(Instruction) Switch "detector" to "locator" in the stretch from the line containing "## Example: detecting gold lettering sign" through the line containing "643;28;709;135", and give those lines again with nothing else changed. Leave the pictures out of your answer.

(Image entries on named regions)
· · · · ·
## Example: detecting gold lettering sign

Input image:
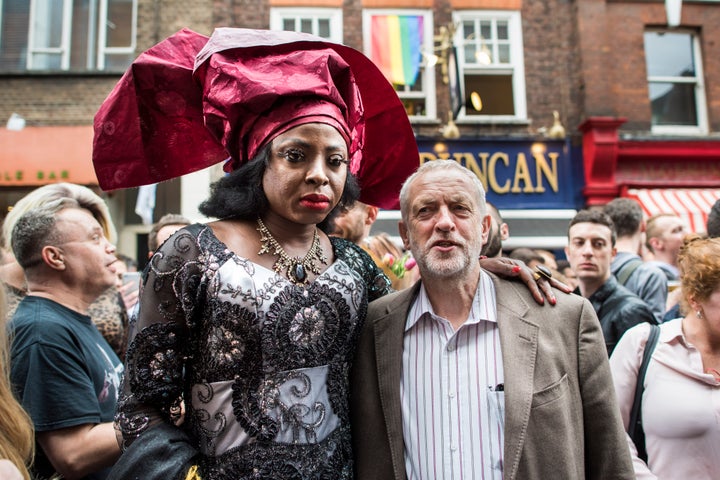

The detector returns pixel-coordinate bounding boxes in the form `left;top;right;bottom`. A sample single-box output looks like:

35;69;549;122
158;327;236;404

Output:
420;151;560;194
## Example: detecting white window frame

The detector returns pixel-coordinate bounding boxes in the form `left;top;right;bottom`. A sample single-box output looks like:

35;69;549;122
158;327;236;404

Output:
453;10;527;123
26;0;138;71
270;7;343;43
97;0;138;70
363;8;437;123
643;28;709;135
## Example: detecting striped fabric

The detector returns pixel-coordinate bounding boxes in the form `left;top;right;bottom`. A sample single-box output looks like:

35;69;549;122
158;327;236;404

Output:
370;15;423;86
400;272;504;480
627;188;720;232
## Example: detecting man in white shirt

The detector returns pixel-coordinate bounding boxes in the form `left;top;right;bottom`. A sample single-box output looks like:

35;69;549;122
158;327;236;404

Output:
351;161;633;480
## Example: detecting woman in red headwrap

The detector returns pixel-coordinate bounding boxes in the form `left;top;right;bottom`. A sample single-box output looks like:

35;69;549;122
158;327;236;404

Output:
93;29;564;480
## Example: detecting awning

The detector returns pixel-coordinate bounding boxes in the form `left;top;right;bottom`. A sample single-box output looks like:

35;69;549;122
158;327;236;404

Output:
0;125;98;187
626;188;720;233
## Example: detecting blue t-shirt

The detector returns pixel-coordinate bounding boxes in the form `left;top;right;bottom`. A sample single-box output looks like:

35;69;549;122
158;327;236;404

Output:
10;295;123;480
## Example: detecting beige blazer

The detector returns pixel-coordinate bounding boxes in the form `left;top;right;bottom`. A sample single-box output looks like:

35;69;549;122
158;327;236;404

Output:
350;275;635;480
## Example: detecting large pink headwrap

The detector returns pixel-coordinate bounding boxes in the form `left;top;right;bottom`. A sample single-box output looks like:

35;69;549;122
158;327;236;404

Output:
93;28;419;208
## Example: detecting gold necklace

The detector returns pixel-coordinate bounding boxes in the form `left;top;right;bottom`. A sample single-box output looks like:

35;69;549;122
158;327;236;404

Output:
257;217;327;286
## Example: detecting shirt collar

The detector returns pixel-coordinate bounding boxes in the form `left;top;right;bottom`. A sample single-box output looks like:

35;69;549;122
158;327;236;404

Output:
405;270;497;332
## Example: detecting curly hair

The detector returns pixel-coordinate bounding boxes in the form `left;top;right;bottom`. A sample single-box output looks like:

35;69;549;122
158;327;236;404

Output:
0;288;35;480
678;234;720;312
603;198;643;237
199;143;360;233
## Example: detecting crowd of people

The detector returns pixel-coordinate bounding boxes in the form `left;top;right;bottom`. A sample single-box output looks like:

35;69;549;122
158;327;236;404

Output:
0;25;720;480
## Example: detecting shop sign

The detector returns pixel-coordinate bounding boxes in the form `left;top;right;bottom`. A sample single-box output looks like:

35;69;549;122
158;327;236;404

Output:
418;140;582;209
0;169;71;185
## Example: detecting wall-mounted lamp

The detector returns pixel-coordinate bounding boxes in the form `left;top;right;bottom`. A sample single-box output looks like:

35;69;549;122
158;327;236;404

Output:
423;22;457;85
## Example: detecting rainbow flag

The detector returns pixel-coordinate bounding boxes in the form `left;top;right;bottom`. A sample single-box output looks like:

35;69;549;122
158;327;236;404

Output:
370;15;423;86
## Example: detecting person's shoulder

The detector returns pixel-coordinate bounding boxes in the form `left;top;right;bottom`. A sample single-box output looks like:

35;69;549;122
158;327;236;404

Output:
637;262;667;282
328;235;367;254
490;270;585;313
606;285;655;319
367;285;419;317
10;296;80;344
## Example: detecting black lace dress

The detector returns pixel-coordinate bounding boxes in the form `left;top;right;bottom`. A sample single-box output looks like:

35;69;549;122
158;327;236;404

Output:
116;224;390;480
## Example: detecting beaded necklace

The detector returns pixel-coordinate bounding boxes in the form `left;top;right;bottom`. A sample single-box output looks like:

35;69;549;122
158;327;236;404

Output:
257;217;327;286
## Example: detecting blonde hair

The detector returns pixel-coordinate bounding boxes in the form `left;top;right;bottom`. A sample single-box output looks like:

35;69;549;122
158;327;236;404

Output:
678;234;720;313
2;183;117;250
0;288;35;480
· · · · ·
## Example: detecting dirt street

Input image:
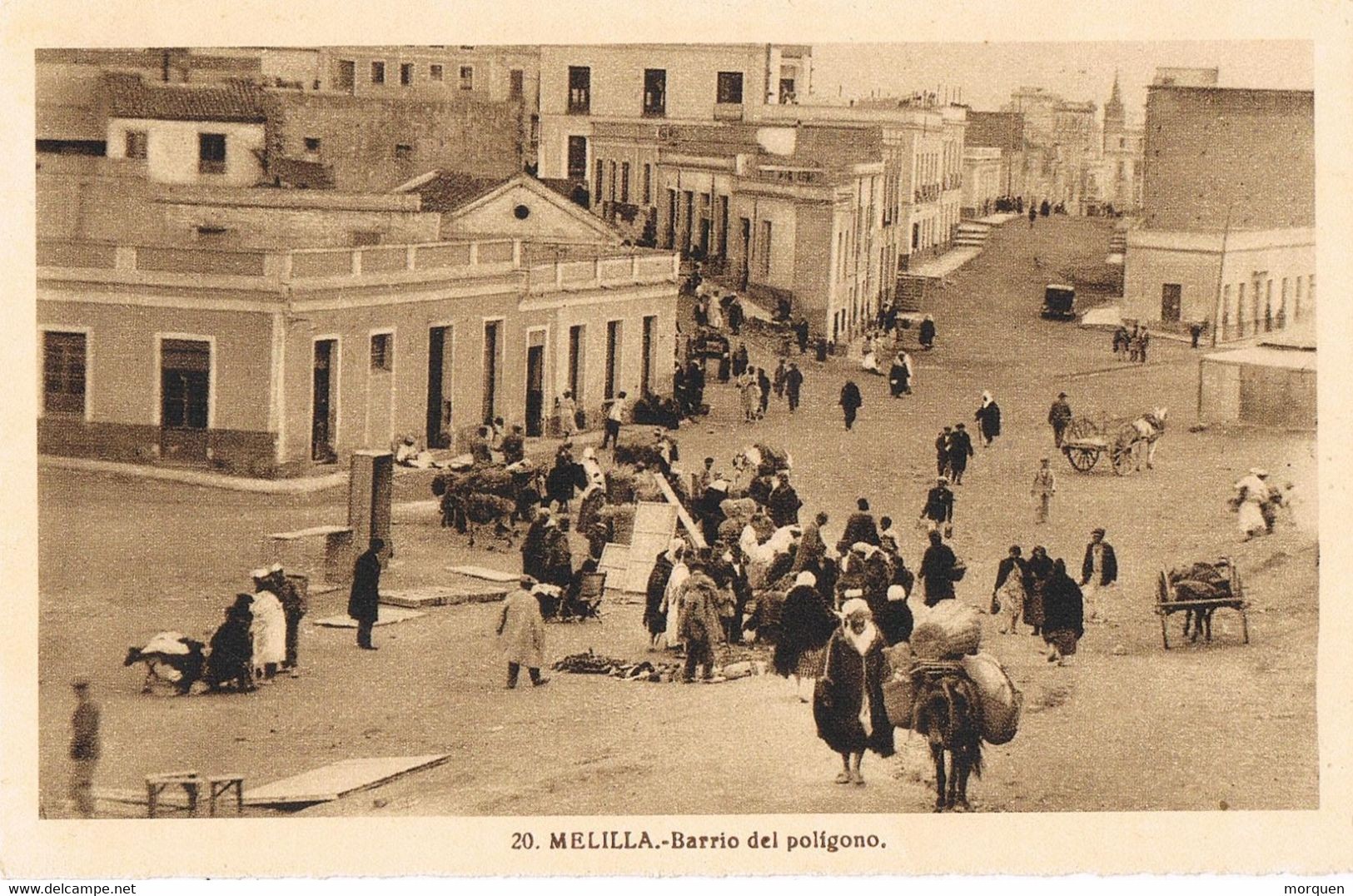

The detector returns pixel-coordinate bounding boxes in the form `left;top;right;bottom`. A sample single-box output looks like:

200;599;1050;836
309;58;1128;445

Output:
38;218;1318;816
· · · · ·
(Completed task)
## Example: detecting gold lettering sign

Input image:

The locator returns pixel-coordinate bounding boxes in the form `left;top;right;bottom`. A sample single-box output looks like:

35;69;549;122
158;327;236;404

Output:
420;151;560;194
## Example: detecting white window frame

The locator returns pixel-coordinate bounding boxes in the form `left;top;right;bottom`. A sample single-box output looks like:

35;69;549;122
158;327;236;404

Output:
453;10;527;123
26;0;138;71
270;7;343;43
97;0;138;70
363;8;437;123
643;28;709;135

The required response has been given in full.